(7/N) Use nexus_generation, update it #8936

smklein · 2025-08-28T00:50:07Z

Actually update nexus generation within the top-level blueprint and Nexus zones
Deploy new and old nexus zones concurrently

Blueprint Preparation & System Description

Queries and returns the set of "active" and "not yet" Nexuses. This information is consumed by the planner.
Tracks "active" and "not yet" zones in SystemDescription for tests

Blueprint Planner

Automatically determine nexus generation when provisioning new Nexus zones, based on existing deployed zones
Update the logic for provisioning nexus zones, to deploy old and new nexus images side-by-side
Update the logic for expunging nexus zones, to only do so when running from a "newer" nexus
Add a planning stage to bump the top-level "nexus generation", if appropriate, which would trigger the old Nexuses to quiesce.

━━━

▶ _Task list_:
1: In the pull request description, under what condition does the updated planner logic expunge Nexus zones?
2: Retype the part of the pull request description starting at "Blueprint Planner" and ending at "Nexuses to quiesce.", word for word.

━━━

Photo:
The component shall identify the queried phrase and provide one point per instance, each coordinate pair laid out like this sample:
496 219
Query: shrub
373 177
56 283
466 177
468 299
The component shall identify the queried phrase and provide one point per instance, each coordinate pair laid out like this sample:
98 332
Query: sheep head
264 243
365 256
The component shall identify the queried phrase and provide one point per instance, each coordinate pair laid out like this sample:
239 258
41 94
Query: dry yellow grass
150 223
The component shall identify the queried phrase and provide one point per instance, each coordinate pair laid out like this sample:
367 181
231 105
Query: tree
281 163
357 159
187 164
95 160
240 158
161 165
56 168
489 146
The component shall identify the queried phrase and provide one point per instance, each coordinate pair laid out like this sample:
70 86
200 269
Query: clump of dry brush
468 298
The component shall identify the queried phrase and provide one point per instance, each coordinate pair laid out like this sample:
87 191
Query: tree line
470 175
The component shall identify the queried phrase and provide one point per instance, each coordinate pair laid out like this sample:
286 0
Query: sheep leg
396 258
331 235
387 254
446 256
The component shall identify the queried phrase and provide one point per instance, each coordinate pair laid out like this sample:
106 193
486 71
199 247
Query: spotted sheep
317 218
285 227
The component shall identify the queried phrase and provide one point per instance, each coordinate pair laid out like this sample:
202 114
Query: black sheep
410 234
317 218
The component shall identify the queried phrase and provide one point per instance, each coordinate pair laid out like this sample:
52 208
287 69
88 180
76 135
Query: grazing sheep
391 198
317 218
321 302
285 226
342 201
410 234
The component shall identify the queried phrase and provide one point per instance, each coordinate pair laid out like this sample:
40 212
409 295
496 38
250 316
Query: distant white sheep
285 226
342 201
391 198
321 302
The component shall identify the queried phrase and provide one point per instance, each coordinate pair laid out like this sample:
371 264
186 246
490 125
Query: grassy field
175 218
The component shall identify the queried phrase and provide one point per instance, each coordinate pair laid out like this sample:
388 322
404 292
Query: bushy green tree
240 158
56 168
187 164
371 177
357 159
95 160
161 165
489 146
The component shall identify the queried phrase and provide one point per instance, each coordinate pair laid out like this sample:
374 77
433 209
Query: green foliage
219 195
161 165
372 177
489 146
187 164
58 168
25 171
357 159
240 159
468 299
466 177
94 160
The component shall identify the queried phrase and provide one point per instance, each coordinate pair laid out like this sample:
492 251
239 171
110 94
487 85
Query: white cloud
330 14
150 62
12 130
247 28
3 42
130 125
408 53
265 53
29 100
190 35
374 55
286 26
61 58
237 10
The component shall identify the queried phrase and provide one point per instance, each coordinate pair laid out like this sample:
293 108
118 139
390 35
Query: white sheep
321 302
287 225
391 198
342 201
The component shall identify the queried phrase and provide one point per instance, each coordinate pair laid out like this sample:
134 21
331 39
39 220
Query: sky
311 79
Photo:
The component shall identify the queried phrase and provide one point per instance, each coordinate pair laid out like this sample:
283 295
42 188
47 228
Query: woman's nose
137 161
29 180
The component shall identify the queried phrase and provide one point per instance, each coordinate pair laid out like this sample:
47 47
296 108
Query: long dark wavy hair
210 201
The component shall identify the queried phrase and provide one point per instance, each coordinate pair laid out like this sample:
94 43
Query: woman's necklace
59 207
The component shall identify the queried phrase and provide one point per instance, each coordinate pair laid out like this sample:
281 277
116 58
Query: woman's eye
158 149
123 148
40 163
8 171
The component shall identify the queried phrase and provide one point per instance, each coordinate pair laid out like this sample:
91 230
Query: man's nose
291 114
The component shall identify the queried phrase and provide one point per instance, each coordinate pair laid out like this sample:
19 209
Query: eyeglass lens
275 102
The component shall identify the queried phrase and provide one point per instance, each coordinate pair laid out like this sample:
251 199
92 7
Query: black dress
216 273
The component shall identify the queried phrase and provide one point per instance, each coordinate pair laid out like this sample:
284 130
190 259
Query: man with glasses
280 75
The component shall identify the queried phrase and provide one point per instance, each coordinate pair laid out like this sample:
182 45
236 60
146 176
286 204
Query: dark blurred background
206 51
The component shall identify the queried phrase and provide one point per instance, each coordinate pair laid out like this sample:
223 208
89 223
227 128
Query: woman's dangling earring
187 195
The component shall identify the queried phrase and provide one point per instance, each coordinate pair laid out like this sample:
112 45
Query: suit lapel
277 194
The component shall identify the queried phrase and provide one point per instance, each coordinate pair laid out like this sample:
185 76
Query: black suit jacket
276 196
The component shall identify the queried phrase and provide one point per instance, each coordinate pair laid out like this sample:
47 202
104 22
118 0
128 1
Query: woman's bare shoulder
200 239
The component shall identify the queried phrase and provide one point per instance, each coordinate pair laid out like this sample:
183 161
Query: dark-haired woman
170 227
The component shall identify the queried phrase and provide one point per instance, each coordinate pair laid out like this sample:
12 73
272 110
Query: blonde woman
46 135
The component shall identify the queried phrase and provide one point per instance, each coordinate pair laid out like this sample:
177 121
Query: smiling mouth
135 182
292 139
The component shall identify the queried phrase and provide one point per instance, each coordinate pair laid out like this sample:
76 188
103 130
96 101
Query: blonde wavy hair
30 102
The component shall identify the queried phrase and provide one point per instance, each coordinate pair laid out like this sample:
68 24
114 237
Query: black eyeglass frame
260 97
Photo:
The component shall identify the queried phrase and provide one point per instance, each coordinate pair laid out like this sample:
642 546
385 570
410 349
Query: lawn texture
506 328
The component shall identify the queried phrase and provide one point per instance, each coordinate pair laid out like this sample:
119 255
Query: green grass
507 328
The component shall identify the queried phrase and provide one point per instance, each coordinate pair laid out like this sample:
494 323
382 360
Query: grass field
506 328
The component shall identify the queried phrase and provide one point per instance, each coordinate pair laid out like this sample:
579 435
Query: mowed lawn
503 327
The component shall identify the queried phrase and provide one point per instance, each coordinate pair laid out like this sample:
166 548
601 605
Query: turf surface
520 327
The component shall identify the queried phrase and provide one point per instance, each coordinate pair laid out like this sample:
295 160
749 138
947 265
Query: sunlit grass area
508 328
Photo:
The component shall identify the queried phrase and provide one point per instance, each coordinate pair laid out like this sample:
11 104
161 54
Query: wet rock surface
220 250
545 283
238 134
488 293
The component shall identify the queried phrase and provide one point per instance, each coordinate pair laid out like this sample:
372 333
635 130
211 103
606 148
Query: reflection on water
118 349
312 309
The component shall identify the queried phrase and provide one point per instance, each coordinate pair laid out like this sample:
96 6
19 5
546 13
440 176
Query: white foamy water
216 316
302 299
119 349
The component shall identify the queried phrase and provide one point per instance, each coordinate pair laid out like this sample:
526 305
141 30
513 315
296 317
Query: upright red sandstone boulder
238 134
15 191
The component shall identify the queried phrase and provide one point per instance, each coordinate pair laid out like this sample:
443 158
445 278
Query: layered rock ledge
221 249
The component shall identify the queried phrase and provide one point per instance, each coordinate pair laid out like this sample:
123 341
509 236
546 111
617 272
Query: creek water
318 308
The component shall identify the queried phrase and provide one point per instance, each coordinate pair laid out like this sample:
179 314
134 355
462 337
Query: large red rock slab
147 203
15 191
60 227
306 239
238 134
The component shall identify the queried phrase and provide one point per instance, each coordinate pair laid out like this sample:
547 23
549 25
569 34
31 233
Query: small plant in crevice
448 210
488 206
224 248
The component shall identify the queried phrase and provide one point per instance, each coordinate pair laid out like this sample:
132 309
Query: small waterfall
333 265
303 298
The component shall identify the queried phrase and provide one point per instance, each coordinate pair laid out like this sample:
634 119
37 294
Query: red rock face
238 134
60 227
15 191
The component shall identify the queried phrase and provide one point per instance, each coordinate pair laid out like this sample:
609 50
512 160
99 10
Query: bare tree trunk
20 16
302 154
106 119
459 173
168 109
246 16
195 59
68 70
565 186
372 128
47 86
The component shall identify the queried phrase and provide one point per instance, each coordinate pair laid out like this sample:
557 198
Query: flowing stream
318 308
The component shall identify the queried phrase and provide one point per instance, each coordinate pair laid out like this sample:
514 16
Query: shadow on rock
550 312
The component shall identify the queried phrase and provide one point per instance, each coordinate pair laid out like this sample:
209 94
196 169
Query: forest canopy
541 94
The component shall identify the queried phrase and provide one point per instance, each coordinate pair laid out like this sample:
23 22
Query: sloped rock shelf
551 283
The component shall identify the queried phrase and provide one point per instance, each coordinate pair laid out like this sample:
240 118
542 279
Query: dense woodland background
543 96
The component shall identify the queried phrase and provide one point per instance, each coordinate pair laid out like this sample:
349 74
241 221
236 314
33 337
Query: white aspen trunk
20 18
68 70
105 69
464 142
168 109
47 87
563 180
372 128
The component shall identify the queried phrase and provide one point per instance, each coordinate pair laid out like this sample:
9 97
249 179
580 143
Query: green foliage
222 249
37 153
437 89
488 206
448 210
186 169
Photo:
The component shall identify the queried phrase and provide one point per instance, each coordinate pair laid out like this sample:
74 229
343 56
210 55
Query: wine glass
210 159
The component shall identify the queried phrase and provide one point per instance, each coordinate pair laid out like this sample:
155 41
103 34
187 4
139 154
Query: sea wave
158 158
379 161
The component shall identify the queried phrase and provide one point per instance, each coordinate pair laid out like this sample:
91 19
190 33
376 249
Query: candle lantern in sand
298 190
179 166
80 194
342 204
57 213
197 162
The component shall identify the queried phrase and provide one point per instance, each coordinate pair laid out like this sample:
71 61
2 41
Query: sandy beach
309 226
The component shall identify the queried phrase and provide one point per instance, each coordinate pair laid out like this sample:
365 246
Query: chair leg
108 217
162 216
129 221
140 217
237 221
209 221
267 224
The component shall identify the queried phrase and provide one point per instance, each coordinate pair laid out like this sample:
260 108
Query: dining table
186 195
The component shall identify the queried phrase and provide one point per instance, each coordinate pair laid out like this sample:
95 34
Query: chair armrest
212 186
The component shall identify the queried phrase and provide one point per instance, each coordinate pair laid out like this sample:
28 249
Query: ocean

━━━

▶ _Solved tasks_:
1: Only when running from a "newer" Nexus.

2:
Blueprint Planner

Automatically determine nexus generation when provisioning new Nexus zones, based on existing deployed zones
Update the logic for provisioning nexus zones, to deploy old and new nexus images side-by-side
Update the logic for expunging nexus zones, to only do so when running from a "newer" nexus
Add a planning stage to bump the top-level "nexus generation", if appropriate, which would trigger the old Nexuses to quiesce.